◆ Records shown
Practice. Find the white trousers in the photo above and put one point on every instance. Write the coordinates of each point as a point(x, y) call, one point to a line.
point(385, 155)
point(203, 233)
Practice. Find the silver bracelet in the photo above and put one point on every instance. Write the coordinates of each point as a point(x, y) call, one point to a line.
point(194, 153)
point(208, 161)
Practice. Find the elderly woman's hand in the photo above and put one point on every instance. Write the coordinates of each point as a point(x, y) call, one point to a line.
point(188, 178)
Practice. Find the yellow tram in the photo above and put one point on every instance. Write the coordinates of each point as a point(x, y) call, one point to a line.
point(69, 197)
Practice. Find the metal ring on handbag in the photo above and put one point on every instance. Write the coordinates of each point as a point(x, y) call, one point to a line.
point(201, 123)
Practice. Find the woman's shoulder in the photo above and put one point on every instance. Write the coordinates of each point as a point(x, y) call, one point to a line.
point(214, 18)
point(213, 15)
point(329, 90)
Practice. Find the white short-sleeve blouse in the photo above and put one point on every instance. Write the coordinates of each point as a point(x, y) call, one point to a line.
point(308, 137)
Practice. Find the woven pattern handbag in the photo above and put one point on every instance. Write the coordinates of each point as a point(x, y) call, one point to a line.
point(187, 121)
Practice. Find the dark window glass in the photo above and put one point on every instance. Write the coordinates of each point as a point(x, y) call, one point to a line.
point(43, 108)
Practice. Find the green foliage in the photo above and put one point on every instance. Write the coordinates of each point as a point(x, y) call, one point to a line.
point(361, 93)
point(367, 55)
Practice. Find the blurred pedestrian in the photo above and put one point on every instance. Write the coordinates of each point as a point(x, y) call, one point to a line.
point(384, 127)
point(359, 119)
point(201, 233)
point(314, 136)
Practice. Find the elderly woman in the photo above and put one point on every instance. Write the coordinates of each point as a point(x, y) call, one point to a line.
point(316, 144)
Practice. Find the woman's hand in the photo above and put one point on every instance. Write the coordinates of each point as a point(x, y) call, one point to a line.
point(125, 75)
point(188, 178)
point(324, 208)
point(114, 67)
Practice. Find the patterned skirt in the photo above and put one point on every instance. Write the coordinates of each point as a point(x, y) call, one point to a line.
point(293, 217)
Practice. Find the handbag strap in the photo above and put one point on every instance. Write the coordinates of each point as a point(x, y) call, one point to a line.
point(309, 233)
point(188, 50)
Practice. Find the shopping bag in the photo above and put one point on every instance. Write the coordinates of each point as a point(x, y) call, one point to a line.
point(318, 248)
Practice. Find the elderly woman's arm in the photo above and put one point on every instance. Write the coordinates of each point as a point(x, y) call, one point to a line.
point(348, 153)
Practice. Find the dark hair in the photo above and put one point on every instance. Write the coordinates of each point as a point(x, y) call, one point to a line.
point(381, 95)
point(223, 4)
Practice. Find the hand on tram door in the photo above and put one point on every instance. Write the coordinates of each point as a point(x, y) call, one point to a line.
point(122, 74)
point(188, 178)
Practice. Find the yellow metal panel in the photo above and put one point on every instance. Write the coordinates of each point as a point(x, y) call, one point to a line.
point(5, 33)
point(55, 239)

...

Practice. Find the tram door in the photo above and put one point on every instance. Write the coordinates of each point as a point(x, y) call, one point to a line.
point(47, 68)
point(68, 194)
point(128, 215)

◆ Written instruction
Set down, word for word, the portion of the listing starting at the line that contains "Practice. Find the silver" and ending at the line that contains "point(43, 108)", with both of those lines included.

◆ Answer below
Practice. Find the silver bracelet in the photo above and put one point on every instance. Write the coordinates of each point as a point(x, y) call, one point to a line.
point(194, 153)
point(208, 161)
Practice. Find the elderly woman's hand in the photo above and put one point on every instance. Write the coordinates of each point as a point(x, y) call, one point to a line.
point(188, 178)
Practice. Find the yellow tram in the photo above and put one point on every instance. Write the coordinates of each point as a point(x, y) call, one point to a line.
point(69, 197)
Practice. Find the metal ring on handbag in the photo above and put one point on every instance. Write the coordinates of each point as a point(x, y) call, one point to a line.
point(201, 123)
Practice. Find the woman's shoulder in the photo above and put one point on every instance. Write the coordinates of each point as a point(x, y) call, one point to a line.
point(214, 18)
point(213, 15)
point(329, 90)
Practice. Find the white short-sleeve blouse in the photo above and put one point on every instance. Write the coordinates of each point as a point(x, y) call, one point to a line.
point(308, 137)
Practice. Find the woven pattern handbag in the photo above and put one point on every instance. Write the coordinates of each point as a point(x, y) call, one point to a line.
point(187, 121)
Practice. Find the dark window glass in the photo above and put one point on every instance. Write the coordinates of each point as a point(x, y) call, one point to a line.
point(43, 108)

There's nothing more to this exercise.